Spatial annotation records:
━━━
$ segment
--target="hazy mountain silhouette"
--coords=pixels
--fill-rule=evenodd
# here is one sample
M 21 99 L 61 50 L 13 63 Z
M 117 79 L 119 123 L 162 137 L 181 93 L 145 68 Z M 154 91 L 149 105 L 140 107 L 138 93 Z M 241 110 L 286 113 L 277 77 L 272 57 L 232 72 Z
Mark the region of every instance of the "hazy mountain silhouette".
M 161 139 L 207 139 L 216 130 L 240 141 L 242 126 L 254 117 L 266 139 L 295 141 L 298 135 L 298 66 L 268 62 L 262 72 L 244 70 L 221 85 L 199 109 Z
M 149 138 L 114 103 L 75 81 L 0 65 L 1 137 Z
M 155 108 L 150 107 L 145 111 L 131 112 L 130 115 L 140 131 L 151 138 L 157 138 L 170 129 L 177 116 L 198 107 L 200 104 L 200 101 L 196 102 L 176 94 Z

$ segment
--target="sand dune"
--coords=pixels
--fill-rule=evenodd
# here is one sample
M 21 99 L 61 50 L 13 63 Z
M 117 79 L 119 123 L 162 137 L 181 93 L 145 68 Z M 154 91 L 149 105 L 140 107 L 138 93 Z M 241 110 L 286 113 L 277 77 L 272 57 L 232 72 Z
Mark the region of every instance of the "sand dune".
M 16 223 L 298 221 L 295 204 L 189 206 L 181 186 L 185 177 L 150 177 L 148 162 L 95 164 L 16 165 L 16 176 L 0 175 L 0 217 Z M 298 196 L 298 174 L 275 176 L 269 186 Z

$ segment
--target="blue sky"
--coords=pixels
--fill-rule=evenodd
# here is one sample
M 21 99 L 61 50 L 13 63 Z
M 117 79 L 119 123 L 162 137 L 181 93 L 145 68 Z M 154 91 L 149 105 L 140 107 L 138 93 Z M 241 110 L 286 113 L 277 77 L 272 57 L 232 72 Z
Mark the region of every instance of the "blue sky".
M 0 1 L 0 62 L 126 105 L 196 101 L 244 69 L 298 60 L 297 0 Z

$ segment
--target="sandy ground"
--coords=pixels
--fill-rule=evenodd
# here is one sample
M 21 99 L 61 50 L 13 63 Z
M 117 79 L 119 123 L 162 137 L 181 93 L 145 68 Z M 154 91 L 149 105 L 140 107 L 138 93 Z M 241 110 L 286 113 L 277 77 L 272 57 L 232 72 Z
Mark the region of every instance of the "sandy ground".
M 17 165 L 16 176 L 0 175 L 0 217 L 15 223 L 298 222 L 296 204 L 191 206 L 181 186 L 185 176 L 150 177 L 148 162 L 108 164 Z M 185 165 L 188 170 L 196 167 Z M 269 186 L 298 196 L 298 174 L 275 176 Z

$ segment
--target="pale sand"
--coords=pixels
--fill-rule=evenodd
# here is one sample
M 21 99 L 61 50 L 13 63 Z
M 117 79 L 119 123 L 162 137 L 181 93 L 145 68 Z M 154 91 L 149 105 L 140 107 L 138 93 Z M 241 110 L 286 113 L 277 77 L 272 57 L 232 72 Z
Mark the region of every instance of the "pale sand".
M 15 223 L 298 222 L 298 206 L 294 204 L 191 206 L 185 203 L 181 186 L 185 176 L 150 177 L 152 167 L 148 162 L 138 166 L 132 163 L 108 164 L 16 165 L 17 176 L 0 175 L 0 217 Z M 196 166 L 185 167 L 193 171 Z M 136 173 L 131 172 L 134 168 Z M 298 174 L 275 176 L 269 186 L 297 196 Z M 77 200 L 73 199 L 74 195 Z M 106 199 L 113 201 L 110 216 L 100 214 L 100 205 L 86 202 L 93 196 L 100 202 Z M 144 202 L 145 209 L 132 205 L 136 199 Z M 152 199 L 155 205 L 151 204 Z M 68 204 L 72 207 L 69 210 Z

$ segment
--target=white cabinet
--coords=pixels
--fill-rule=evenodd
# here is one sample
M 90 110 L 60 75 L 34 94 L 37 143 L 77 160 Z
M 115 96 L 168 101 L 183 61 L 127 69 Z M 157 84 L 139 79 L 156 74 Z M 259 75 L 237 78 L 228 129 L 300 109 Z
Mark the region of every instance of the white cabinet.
━━━
### Aim of the exercise
Copy the material above, line for line.

### Correct answer
$ segment
--target="hazy mountain silhouette"
--coords=pixels
--fill-rule=evenodd
# here is one sample
M 21 99 L 61 50 L 13 63 Z
M 117 79 L 119 123 L 162 137 L 181 93 L 145 68 Z M 154 91 L 149 105 L 140 107 L 138 93 Z M 241 110 L 286 113 L 277 77 L 272 57 L 232 72 Z
Mark the region of every instance of the "hazy mountain silhouette".
M 161 139 L 207 139 L 216 130 L 240 141 L 242 126 L 254 117 L 266 139 L 295 141 L 298 135 L 298 66 L 268 62 L 262 72 L 244 70 L 221 85 L 199 109 Z
M 149 138 L 114 103 L 75 81 L 0 65 L 1 137 Z
M 155 108 L 150 107 L 145 111 L 131 112 L 130 115 L 140 131 L 151 138 L 157 138 L 170 129 L 177 116 L 198 107 L 200 104 L 200 101 L 196 102 L 176 94 Z

$ segment
--target="sand dune"
--coords=pixels
--fill-rule=evenodd
# here is one sample
M 21 99 L 61 50 L 13 63 Z
M 117 79 L 119 123 L 162 137 L 181 93 L 145 68 Z M 154 91 L 149 105 L 140 107 L 138 93 Z M 241 110 L 286 113 L 277 77 L 272 57 L 232 72 Z
Mark the region of every instance of the "sand dune".
M 16 223 L 298 221 L 295 204 L 189 206 L 181 186 L 185 177 L 150 177 L 148 162 L 95 164 L 16 165 L 16 176 L 0 175 L 0 217 Z M 298 196 L 298 174 L 275 176 L 269 186 Z

$ segment
--target="blue sky"
--coords=pixels
--fill-rule=evenodd
# here is one sample
M 21 99 L 61 50 L 13 63 Z
M 117 79 L 119 123 L 162 137 L 181 93 L 145 68 Z M 154 91 L 149 105 L 140 107 L 138 93 Z M 241 110 L 286 113 L 277 77 L 272 57 L 232 72 Z
Mark the region of every instance of the "blue sky".
M 0 1 L 0 62 L 126 105 L 196 101 L 244 69 L 298 60 L 297 0 Z

$ segment
--target="sandy ground"
--coords=pixels
--fill-rule=evenodd
# here is one sample
M 21 99 L 61 50 L 13 63 Z
M 117 79 L 119 123 L 162 137 L 181 93 L 145 68 Z M 154 91 L 149 105 L 140 107 L 138 93 Z M 241 110 L 286 113 L 277 77 L 272 57 L 232 72 Z
Mark the region of every instance of the "sandy ground".
M 17 165 L 16 176 L 0 175 L 0 217 L 15 223 L 298 222 L 296 204 L 191 206 L 181 186 L 185 176 L 150 177 L 148 162 L 108 164 Z M 185 165 L 188 170 L 196 167 Z M 269 186 L 298 196 L 298 174 L 275 176 Z

$ segment
--target="pale sand"
--coords=pixels
--fill-rule=evenodd
# here is one sample
M 21 99 L 61 50 L 13 63 Z
M 117 79 L 119 123 L 162 137 L 181 93 L 145 68 Z M 154 91 L 149 105 L 140 107 L 138 93 Z M 241 110 L 286 113 L 277 77 L 272 57 L 232 72 Z
Mark the region of every instance of the "pale sand".
M 15 223 L 298 222 L 298 206 L 294 204 L 191 206 L 185 203 L 181 186 L 185 176 L 150 177 L 152 167 L 148 162 L 138 166 L 132 163 L 108 164 L 16 165 L 17 176 L 0 175 L 0 217 Z M 196 166 L 185 167 L 193 171 Z M 136 173 L 131 172 L 134 168 Z M 298 174 L 275 176 L 269 186 L 297 196 Z M 77 200 L 73 199 L 74 195 Z M 106 199 L 113 201 L 110 216 L 100 214 L 100 205 L 86 202 L 93 196 L 100 202 Z M 144 202 L 145 209 L 132 205 L 136 199 Z M 152 199 L 155 205 L 151 204 Z M 68 204 L 72 207 L 69 210 Z

$ segment
--target=white cabinet
--coords=pixels
--fill-rule=evenodd
# here is one sample
M 90 110 L 60 75 L 34 94 L 37 143 L 77 160 Z
M 115 96 L 168 101 L 183 61 L 127 69 Z M 157 84 L 139 79 L 156 74 Z M 259 75 L 237 78 L 228 129 L 300 109 Z
Mark the region of every instance of the white cabinet.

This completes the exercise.